Exercise directions => All of the data below should be written out again exactly.

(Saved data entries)
=======

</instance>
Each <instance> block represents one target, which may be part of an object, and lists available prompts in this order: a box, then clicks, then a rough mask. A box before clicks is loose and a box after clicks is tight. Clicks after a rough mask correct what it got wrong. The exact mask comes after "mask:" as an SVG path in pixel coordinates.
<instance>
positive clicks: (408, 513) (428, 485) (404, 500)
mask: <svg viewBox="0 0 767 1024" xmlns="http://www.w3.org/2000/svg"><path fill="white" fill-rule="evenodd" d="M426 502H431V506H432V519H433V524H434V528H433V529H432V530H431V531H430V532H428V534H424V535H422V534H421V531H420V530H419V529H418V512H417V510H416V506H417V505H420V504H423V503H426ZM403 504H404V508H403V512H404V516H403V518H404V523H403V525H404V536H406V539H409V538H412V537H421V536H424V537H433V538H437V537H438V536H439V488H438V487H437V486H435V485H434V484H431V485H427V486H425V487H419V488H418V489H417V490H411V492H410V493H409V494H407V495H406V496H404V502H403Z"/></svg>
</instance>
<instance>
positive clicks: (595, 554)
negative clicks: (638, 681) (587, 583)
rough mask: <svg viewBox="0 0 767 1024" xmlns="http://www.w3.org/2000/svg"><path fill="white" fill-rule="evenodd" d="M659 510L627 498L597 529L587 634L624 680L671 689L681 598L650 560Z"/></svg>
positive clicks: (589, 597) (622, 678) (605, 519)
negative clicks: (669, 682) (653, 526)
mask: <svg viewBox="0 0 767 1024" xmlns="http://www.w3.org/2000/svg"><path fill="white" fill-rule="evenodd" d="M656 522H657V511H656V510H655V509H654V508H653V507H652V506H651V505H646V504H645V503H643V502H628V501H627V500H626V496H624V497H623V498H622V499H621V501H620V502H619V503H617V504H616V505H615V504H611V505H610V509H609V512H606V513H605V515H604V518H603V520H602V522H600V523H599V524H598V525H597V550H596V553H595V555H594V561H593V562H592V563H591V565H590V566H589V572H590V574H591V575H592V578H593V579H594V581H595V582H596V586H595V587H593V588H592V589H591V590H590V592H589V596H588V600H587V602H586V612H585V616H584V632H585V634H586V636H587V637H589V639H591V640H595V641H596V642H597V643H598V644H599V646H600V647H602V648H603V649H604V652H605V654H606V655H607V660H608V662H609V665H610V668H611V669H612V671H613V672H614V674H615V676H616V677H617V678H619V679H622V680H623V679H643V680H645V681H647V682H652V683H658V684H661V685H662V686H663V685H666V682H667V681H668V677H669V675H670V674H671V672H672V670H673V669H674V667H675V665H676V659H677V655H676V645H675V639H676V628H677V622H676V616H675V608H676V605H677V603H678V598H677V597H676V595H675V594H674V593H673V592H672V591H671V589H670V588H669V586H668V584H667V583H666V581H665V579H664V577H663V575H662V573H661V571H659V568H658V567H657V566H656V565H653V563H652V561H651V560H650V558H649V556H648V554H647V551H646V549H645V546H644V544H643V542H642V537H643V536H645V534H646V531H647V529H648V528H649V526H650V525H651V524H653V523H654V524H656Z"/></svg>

=======

Answer to this exercise =>
</instance>
Each <instance> block represents one target, which may be part of an object, and lists available prompts in this order: a box, then clicks, then a rough mask. A box before clicks is loose and a box after clicks is tight. Clicks after a rough mask correct what it got wrong. The exact mask comes after "mask:" as an SVG path in pixel coordinates.
<instance>
positive clicks: (408, 513) (428, 485) (404, 500)
mask: <svg viewBox="0 0 767 1024" xmlns="http://www.w3.org/2000/svg"><path fill="white" fill-rule="evenodd" d="M426 502H431V506H432V519H433V524H434V528H433V529H432V530H431V531H430V532H428V534H424V535H422V534H421V531H420V530H419V529H418V512H417V510H416V506H417V505H420V504H423V503H426ZM403 504H404V508H403V512H404V516H403V518H404V523H403V525H404V536H406V539H409V538H412V537H421V536H424V537H433V538H437V537H438V536H439V488H438V487H437V486H435V485H434V484H431V485H427V486H425V487H419V488H418V489H417V490H411V492H410V493H409V494H407V495H406V496H404V502H403Z"/></svg>
</instance>
<instance>
positive clicks: (595, 554)
negative clicks: (638, 681) (587, 583)
rough mask: <svg viewBox="0 0 767 1024" xmlns="http://www.w3.org/2000/svg"><path fill="white" fill-rule="evenodd" d="M659 510L627 498L597 529L587 634L624 680L671 689L681 598L650 560Z"/></svg>
positive clicks: (589, 597) (622, 678) (605, 519)
negative clicks: (669, 682) (653, 526)
mask: <svg viewBox="0 0 767 1024" xmlns="http://www.w3.org/2000/svg"><path fill="white" fill-rule="evenodd" d="M656 522H657V511H656V510H655V509H654V508H653V507H652V506H651V505H646V504H645V503H643V502H628V501H627V500H626V496H624V497H623V498H622V499H621V501H620V502H619V503H617V504H616V505H615V504H611V505H610V509H609V512H606V513H605V515H604V518H603V520H602V522H600V523H599V524H598V525H597V550H596V553H595V555H594V561H593V562H592V563H591V565H590V566H589V572H590V574H591V575H592V578H593V579H594V581H595V582H596V586H595V587H593V588H592V589H591V590H590V592H589V596H588V600H587V602H586V612H585V616H584V632H585V634H586V636H587V637H589V639H591V640H595V641H596V642H597V643H598V644H599V646H600V647H602V648H603V649H604V652H605V654H606V655H607V660H608V662H609V665H610V668H611V669H612V671H613V672H614V674H615V676H616V677H617V678H619V679H622V680H623V679H643V680H645V681H647V682H652V683H658V684H661V685H662V686H663V685H666V682H667V681H668V677H669V675H670V674H671V672H672V670H673V669H674V667H675V665H676V659H677V655H676V645H675V639H676V628H677V622H676V616H675V608H676V605H677V603H678V598H677V597H676V595H675V594H674V593H673V592H672V591H671V589H670V588H669V586H668V584H667V583H666V581H665V579H664V577H663V575H662V573H661V571H659V568H658V567H657V566H656V565H653V563H652V561H651V560H650V558H649V556H648V554H647V551H646V549H645V546H644V544H643V542H642V537H643V536H645V534H646V531H647V529H648V528H649V526H650V525H651V524H653V523H654V524H656Z"/></svg>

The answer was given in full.